▸ WHAT IS ASKED:
A: Translate this sentence from the forum post on quoting CSV fields in awk into Spanish: "The debug result files csvdequote.txt and csvenquote.csv show correct values."
B: Pick up the forum post on quoting CSV fields in awk right after its last line and write the rest of it.

▸ PROVIDED PASSAGE:
------------------------------------------------------------

Thank you, Ed. I'll also want to contribute something I think is useful.
It's my final version which however does not take care of newlines,
but dequotes and enquotes double quotes properly. Even poorly formatted
csv gets "healed" with correct output. I've also added an "alwaysquote"
option to my enquote function which can be set to "1", e.g.
csvenquote($i, OFS, 1)
because some people like everything be quoted in csv files, see
https://en.wikipedia.org/wiki/Comma-separated_values#Basic_rules
"Any field may be quoted (that is, enclosed within double-quote characters)."
"1997","Ford","E350"
The debug result files csvdequote.txt and csvenquote.csv show correct values.
Content of csv test file "csvin3comma.csv":
Field1,Field2,Field3,Field4
One,,Two,Three
What,,"Is,",It
What,,Is,It
What,,"""Yes,No""",It
What,,Is,It
"""What""",,Is,It
"""What""","""yes, no",Is,It
20,,aaa20,No
20,"""",aaa20,Yes
21,"""Hello""",abc21,"""Sir"""
23,,xyz00,","
24,"""Yes!""",pdq24,9
28,,89,3
25,"""Yes,No""","26,pd",q24
25,,"26,pd","q""Sir""24"
Now my awk file awkCSV_comma2.awk for use with
gawk -f awkcsv_comma2.awk csvin3comma.csv
# awkCSV_comma2.awk
function csvdequote( str ) {
if (str ~ /^\".*\"$/) {
sub(/^\"/, "", str)

------------------------------------------------------------

▸ INFORMATION PROVIDED:
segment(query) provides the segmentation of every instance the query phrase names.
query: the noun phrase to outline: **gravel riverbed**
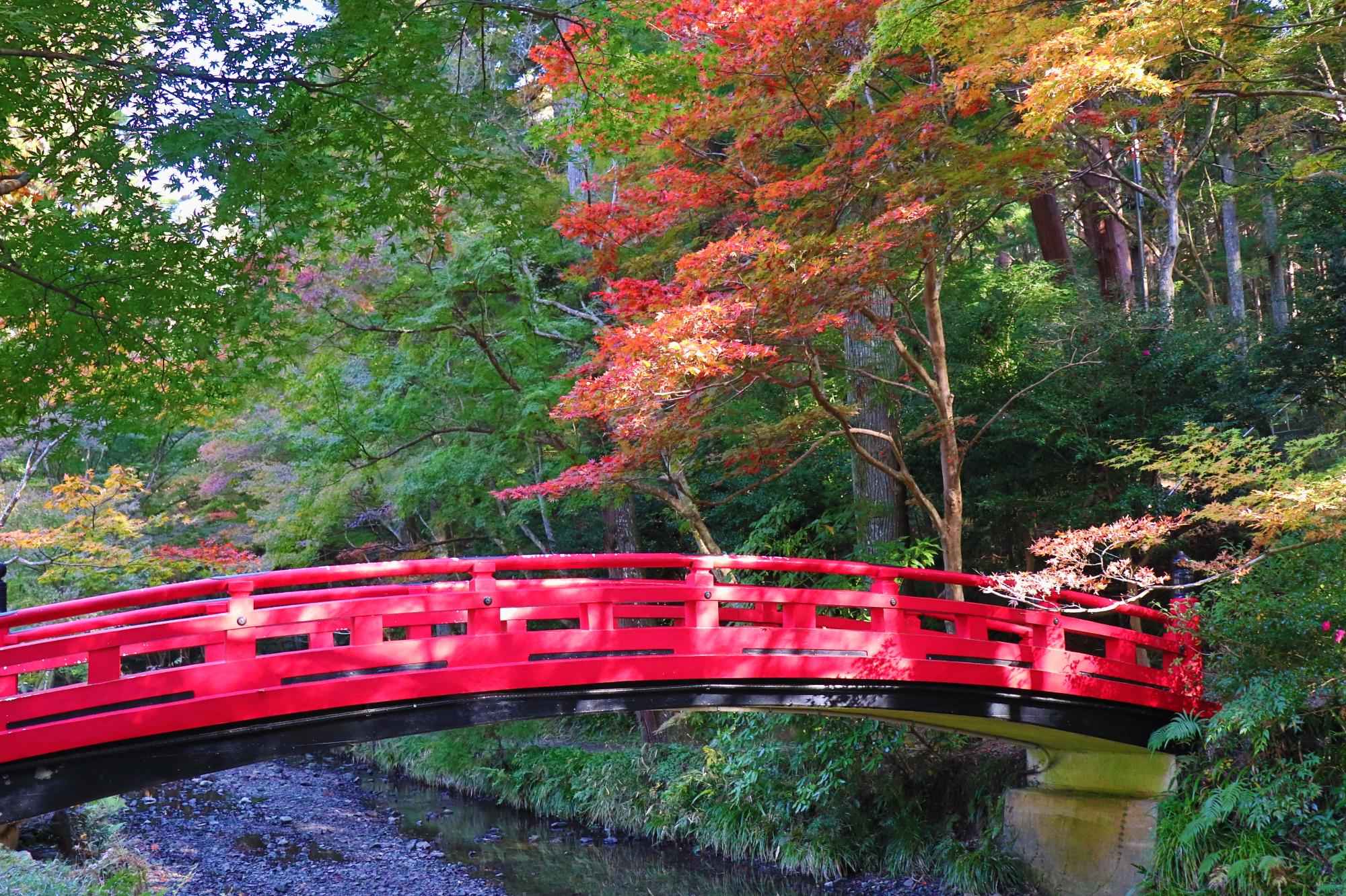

------------------------------------------------------------

▸ ANSWERS GIVEN:
A: Los archivos de resultados de depuración csvdequote.txt y csvenquote.csv muestran valores correctos.

B:
sub(/\"$/, "", str)
gsub(/\"\"/, "\"", str)
}
return ( str )
}
function csvenquote( str, separator, alwaysquote ) {
if ((str ~ separator) || (str ~ /\"/)) {
gsub(/\"/, "\"\"", str)
str = "\"" str "\""
}
else if (alwaysquote) {
str = "\"" str "\""
}
return ( str )
}
# ARGV[1]: csv file
BEGIN {
FS = 0 # Disable FS, needed for Thompson AWK
OFS = ","
FPAT = "([^" OFS "]*)|(\"([^\"]|\"\")*\")"
}
{
for (i=1; i<=NF; i++) {
$i = csvdequote($i)
# Debug:
print "dequoted: Rec. " NR " Field i: " $i
printf("%s", $i) >"csvdequote.txt"
if (i < NF)
printf("%s", "\t") >"csvdequote.txt"
else
printf("%s", "\n") >"csvdequote.txt"
}
print ""
# Do something with data (change contents as usual for $1, $0 etc.)
for (i=1; i<=NF; i++) {
$i = csvenquote($i, OFS, 0)
# Debug:
print "enquoted: Rec. " NR " Field i: " $i
printf("%s", $i) >"csvenquote.csv"
if (i < NF)
printf("%s", OFS) >"csvenquote.csv"
else
printf("%s", "\n") >"csvenquote.csv"
}
print ""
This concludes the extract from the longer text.